### [RECORDS SHOWN]

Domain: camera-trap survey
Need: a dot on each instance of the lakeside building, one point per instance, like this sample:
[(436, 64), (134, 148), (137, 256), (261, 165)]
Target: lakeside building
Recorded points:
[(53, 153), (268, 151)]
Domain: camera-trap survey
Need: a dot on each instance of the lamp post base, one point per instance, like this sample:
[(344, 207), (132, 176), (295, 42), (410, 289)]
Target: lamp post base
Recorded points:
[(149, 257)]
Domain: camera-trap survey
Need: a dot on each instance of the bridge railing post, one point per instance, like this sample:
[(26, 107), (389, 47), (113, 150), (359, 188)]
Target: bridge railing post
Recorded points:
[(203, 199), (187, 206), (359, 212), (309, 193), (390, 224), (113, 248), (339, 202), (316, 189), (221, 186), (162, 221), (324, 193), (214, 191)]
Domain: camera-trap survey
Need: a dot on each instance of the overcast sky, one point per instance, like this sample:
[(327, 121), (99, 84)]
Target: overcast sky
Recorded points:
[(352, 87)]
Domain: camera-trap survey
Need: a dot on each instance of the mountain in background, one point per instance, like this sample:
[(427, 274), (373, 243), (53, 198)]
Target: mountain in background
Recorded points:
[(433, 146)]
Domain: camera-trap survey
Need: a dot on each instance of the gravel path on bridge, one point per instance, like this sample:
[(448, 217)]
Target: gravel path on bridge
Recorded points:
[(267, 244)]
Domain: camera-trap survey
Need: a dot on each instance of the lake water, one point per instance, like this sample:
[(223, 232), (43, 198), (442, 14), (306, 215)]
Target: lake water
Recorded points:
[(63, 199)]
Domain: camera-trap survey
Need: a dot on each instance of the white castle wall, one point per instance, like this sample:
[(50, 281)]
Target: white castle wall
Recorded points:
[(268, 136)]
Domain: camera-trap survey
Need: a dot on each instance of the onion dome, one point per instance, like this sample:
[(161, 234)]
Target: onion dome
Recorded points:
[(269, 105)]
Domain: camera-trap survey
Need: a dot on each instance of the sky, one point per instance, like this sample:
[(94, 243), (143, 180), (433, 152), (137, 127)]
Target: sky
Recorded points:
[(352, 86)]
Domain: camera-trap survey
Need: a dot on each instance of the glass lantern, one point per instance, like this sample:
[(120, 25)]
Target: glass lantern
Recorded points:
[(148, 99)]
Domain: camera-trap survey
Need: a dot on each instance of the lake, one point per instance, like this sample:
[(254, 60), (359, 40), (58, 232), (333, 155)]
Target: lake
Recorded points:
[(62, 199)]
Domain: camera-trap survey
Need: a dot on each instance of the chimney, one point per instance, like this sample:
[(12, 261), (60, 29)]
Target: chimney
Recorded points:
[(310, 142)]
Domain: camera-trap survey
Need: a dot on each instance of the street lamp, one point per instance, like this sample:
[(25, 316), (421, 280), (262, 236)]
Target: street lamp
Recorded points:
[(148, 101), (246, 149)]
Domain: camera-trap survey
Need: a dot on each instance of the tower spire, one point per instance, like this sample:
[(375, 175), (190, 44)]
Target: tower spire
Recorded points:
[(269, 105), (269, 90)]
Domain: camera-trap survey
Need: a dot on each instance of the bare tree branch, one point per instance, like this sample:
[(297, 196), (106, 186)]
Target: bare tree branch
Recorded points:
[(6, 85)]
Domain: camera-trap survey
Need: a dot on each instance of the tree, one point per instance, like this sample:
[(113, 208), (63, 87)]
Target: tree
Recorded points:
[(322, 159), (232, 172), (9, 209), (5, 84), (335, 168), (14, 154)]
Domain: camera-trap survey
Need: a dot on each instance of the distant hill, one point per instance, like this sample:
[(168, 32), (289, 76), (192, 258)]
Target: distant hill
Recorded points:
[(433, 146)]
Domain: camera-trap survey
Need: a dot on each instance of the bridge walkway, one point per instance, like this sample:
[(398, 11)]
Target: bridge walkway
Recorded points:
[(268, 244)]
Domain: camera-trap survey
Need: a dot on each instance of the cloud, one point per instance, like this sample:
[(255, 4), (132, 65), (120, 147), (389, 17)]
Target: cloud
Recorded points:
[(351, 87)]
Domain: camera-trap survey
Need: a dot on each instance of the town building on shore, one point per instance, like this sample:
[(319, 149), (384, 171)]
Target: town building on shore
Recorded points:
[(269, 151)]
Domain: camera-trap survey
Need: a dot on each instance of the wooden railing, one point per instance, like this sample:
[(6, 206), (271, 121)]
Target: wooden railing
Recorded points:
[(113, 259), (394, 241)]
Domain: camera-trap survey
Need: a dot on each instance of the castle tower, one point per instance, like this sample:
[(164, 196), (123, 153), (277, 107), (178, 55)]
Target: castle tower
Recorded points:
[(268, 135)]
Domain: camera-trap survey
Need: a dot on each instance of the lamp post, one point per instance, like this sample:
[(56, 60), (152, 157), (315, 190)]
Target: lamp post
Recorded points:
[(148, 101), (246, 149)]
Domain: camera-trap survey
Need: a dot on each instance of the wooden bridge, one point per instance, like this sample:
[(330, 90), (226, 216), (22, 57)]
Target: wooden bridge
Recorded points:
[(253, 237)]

### [WHAT IS EXPECTED]
Please return every line of the records above with no changes.

### [WORKED ANSWER]
Domain: camera-trap survey
Need: a dot on each instance of the lakeside building, one point per instance, like this sample:
[(436, 64), (134, 148), (137, 256), (261, 165)]
Target: lakeside building
Recorded points:
[(53, 153), (268, 151)]
Domain: camera-trap survey
Need: a dot on each instance of the lamp post base, one point per instance, like this sample:
[(344, 207), (132, 176), (295, 42), (410, 289)]
Target: lamp post base
Recorded points:
[(149, 257)]
Domain: camera-trap survey
Need: a dot on each instance of the bridge railing post, one point per instance, like this sample:
[(26, 107), (389, 47), (113, 150), (359, 188)]
Target: bridge railing post
Recorded points:
[(203, 199), (187, 206), (359, 212), (309, 193), (390, 224), (113, 248), (339, 202), (316, 189), (221, 186), (162, 221), (324, 193), (214, 191)]
Domain: camera-trap survey
Need: a dot on each instance of the overcast sky, one point per instance, like this sample:
[(327, 121), (99, 84)]
Target: overcast sky
Recorded points:
[(352, 87)]
Domain: camera-trap survey
Need: a dot on each instance of the mountain in background, one point per instance, like this sample:
[(427, 274), (373, 243), (53, 198)]
Target: mountain in background
Recorded points:
[(433, 146)]
Domain: camera-trap survey
Need: a dot on each instance of the gravel path on bridge, one point per instance, like this sample:
[(448, 217)]
Target: gravel path on bridge
Recorded points:
[(267, 244)]
Domain: camera-trap survey
Need: a dot on each instance of the lake water, one point per instance, like this sample:
[(223, 232), (43, 198), (442, 14), (306, 215)]
Target: lake water
Recorded points:
[(63, 199)]
Domain: camera-trap survey
Need: a dot on each instance of the white castle wall, one point per instance, like this sample:
[(50, 281)]
Target: white castle wall
Recorded points:
[(268, 136)]
Domain: camera-trap survey
Need: a dot on each instance of the onion dome, one point per instance, like this sample:
[(161, 234)]
Target: onion dome
Recorded points:
[(269, 105)]
Domain: camera-trap survey
Need: a dot on each instance of the sky, one point per instance, like this sample:
[(94, 243), (143, 180), (433, 152), (137, 127)]
Target: sky
Recorded points:
[(352, 86)]
Domain: camera-trap survey
Need: a dot on each instance of the glass lantern, one point per instance, like this sample:
[(120, 25)]
Target: glass lantern
Recorded points:
[(148, 99)]
Domain: camera-trap survey
Need: a dot on each instance of the lake, one point per instance, like this sample:
[(254, 60), (359, 40), (58, 232), (333, 155)]
Target: lake
Recorded points:
[(62, 199)]
Domain: camera-trap survey
Need: a dot on each instance of the chimney, one point per instance, like this sample:
[(12, 261), (60, 29)]
Target: chimney
Recorded points:
[(310, 142)]
Domain: camera-trap survey
Need: a dot on each instance of the street lamp, one point per instance, like this sample:
[(25, 316), (421, 280), (262, 236)]
Target: street lamp
Recorded points:
[(148, 101), (246, 149)]
Domain: camera-trap survey
Need: a dot on each instance of the tower spire, one point per instance, like this sample:
[(375, 175), (190, 44)]
Target: tower spire
Recorded points:
[(269, 105), (269, 90)]
Domain: camera-trap survey
Need: a dot on each instance of the bare tree branch, one point per instance, like this sample:
[(297, 196), (106, 186)]
Target: bare tree branch
Recorded points:
[(6, 85)]
Domain: camera-trap survey
Need: a dot on each instance of the tree, one point per instance, like this sample:
[(113, 208), (63, 87)]
Target: tree
Recorded points:
[(322, 159), (232, 172), (9, 209), (5, 84), (335, 168), (14, 154)]
Domain: camera-trap survey
Need: a dot on each instance of the distant hill, one point per instance, like this sample:
[(168, 32), (289, 76), (192, 258)]
Target: distant hill
Recorded points:
[(433, 146)]
Domain: camera-trap survey
Need: a dot on each instance of the bridge walkway, one point per instance, like this sample:
[(398, 11)]
Target: bridge walkway
Recorded points:
[(268, 244)]
Domain: camera-trap survey
Need: a dot on each instance of the cloud, one point per instance, like this sample:
[(255, 4), (132, 65), (120, 147), (389, 17)]
Target: cloud
Recorded points:
[(351, 87)]
Domain: camera-trap survey
Need: a dot on each instance of the town building on shore, one point per instance, like this sample:
[(319, 149), (384, 171)]
Target: town building on shore
Recorded points:
[(269, 151)]
Domain: camera-trap survey
Need: a dot on each instance of the wooden railing, one point per instance, like this sample:
[(6, 206), (271, 121)]
Target: wooden railing
Recorded points:
[(113, 259), (394, 241)]
Domain: camera-trap survey
Need: a dot on each instance of the castle tower, one point per instance, like this sample:
[(164, 196), (123, 153), (277, 107), (178, 55)]
Target: castle tower
Recorded points:
[(268, 135)]
Domain: camera-trap survey
Need: a dot on each instance of the lamp post, one point per instance, like this sample:
[(56, 60), (152, 157), (315, 190)]
Target: lamp post
Recorded points:
[(148, 101), (246, 149)]
Domain: camera-trap survey
Need: a dot on each instance of the wooden bridge, one point per instance, like this sample:
[(330, 90), (226, 216), (22, 57)]
Target: wooden bridge
Recorded points:
[(253, 237)]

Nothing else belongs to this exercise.